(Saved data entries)
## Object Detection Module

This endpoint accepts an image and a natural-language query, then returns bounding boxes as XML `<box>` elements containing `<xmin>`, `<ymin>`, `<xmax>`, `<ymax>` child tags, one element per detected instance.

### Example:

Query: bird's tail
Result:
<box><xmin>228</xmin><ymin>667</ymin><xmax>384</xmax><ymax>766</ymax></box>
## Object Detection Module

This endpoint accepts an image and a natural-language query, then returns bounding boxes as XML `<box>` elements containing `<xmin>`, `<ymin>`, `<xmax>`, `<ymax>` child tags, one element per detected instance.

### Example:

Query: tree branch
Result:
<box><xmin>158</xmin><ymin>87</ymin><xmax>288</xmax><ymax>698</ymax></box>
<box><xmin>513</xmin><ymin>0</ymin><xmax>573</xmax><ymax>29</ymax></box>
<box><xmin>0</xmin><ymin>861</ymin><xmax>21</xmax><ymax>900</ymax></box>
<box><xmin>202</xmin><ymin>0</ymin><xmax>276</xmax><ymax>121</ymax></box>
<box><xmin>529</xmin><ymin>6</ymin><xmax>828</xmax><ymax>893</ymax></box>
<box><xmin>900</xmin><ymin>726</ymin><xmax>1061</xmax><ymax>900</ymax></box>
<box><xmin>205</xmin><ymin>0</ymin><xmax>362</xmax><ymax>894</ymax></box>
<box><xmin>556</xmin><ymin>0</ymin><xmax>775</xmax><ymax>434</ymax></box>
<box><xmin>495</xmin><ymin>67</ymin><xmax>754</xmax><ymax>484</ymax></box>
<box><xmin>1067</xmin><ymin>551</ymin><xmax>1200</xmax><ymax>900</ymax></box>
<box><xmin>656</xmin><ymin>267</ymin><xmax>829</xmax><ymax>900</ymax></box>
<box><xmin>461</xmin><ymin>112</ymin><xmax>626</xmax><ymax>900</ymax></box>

About this task - Print the records above exactly. Omit nothing.

Result -
## Object Detection Module

This endpoint accepts an image and a natural-language query, then returns bounding boxes as XML `<box>` elements containing `<xmin>`, `<ymin>`, `<xmax>`, `<ymax>` child tags, one element per detected instance.

### Example:

Query: bird's tail
Result:
<box><xmin>228</xmin><ymin>667</ymin><xmax>384</xmax><ymax>766</ymax></box>
## Object Detection Module

This endpoint accepts an image and a natural-language query, then returns bounding boxes as XML `<box>` elements containing `<xmin>`, `<ymin>`, `<xmax>`, `<ymax>` child tags, one element per detected instance.

### Example:

Query: tree branch
Result:
<box><xmin>158</xmin><ymin>87</ymin><xmax>288</xmax><ymax>698</ymax></box>
<box><xmin>513</xmin><ymin>0</ymin><xmax>573</xmax><ymax>29</ymax></box>
<box><xmin>0</xmin><ymin>861</ymin><xmax>21</xmax><ymax>900</ymax></box>
<box><xmin>202</xmin><ymin>0</ymin><xmax>276</xmax><ymax>121</ymax></box>
<box><xmin>529</xmin><ymin>6</ymin><xmax>828</xmax><ymax>893</ymax></box>
<box><xmin>900</xmin><ymin>726</ymin><xmax>1061</xmax><ymax>900</ymax></box>
<box><xmin>205</xmin><ymin>0</ymin><xmax>362</xmax><ymax>894</ymax></box>
<box><xmin>556</xmin><ymin>0</ymin><xmax>775</xmax><ymax>434</ymax></box>
<box><xmin>495</xmin><ymin>67</ymin><xmax>754</xmax><ymax>484</ymax></box>
<box><xmin>1067</xmin><ymin>551</ymin><xmax>1200</xmax><ymax>900</ymax></box>
<box><xmin>656</xmin><ymin>267</ymin><xmax>829</xmax><ymax>900</ymax></box>
<box><xmin>461</xmin><ymin>112</ymin><xmax>626</xmax><ymax>900</ymax></box>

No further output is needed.